[RAW DATA]:
— BEGIN —

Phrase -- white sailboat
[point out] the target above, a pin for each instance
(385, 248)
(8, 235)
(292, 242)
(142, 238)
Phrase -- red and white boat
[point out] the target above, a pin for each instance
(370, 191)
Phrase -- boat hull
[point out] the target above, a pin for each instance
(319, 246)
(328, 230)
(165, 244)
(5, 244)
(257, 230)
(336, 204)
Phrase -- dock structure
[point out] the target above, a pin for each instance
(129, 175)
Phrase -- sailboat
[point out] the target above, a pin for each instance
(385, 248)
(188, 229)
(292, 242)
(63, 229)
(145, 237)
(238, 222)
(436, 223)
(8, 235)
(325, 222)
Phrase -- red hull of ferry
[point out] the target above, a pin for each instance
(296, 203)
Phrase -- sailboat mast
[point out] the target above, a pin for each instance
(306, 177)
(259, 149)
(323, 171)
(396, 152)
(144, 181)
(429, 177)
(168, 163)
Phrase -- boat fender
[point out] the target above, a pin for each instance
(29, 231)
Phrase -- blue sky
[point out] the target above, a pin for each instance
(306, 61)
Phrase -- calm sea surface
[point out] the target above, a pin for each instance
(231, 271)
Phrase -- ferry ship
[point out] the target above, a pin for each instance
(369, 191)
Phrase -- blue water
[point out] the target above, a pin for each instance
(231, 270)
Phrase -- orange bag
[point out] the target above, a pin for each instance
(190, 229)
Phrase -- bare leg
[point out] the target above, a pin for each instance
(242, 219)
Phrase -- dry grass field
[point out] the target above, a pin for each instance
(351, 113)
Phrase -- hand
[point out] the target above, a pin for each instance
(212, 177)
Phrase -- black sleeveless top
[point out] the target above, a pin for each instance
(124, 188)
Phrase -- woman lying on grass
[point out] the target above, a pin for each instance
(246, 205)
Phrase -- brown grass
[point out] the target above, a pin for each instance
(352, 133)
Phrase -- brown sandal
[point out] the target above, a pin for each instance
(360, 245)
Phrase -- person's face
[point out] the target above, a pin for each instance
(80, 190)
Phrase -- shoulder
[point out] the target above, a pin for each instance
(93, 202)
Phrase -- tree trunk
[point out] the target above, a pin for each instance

— END —

[EXERCISE DIRECTIONS]:
Copy all the data above again, but switch "pin" to "marker" wherever it appears, and keep every other word the same.

[TASK OUTPUT]:
Phrase -- white sailboat
[point out] the target above, a marker for each instance
(385, 248)
(8, 235)
(292, 242)
(142, 238)
Phrase -- red and white boat
[point out] the target above, a marker for each instance
(370, 191)
Phrase -- boat hull
[point out] the target above, a marker for each instance
(319, 246)
(328, 230)
(165, 244)
(5, 244)
(257, 230)
(336, 204)
Phrase -- dock structure
[point out] the target above, a marker for each instance
(129, 175)
Phrase -- sailboat
[point out] the target above, a marker for each instance
(385, 248)
(188, 229)
(292, 242)
(63, 229)
(145, 237)
(238, 222)
(436, 223)
(8, 235)
(325, 222)
Phrase -- red hull of ferry
[point out] the target above, a marker for each instance
(296, 203)
Phrase -- sailboat mast
[point out] the target above, a marker for each instance
(306, 177)
(259, 149)
(323, 171)
(396, 152)
(144, 181)
(429, 177)
(168, 163)
Phrase -- boat fender
[point out] the target above, a marker for each instance
(29, 231)
Phrase -- blue sky
[point out] the target above, a marker for each instance
(306, 61)
Phrase -- calm sea surface
[point out] the target above, a marker for each instance
(231, 271)
Phrase -- ferry ship
[point out] the target above, a marker for each instance
(369, 191)
Phrase -- blue water
[point out] the target above, a marker for each instance
(231, 270)
Phrase -- orange bag
[point out] the target above, a marker for each instance
(190, 229)
Phrase -- bare leg
[point out] the target above, a marker for each instance
(242, 219)
Phrase -- dry grass field
[point out] the target above, a marker for each instance
(351, 113)
Phrase -- hand
[point out] the target above, a marker for each instance
(212, 177)
Phrase -- black sleeveless top
[point out] the target above, a marker for each instance
(124, 188)
Phrase -- woman lying on grass
[point out] the target above, a marker for each instance
(246, 205)
Phrase -- brown grass
[point out] the target above, a marker for each instance
(352, 133)
Phrase -- brown sandal
[point out] the target above, a marker for each instance
(360, 245)
Phrase -- person's face
[point out] the target above, a marker for each instance
(80, 190)
Phrase -- shoulder
[point out] the target above, a marker for each instance
(93, 202)
Phrase -- tree trunk
[point out] the target above, a marker for each instance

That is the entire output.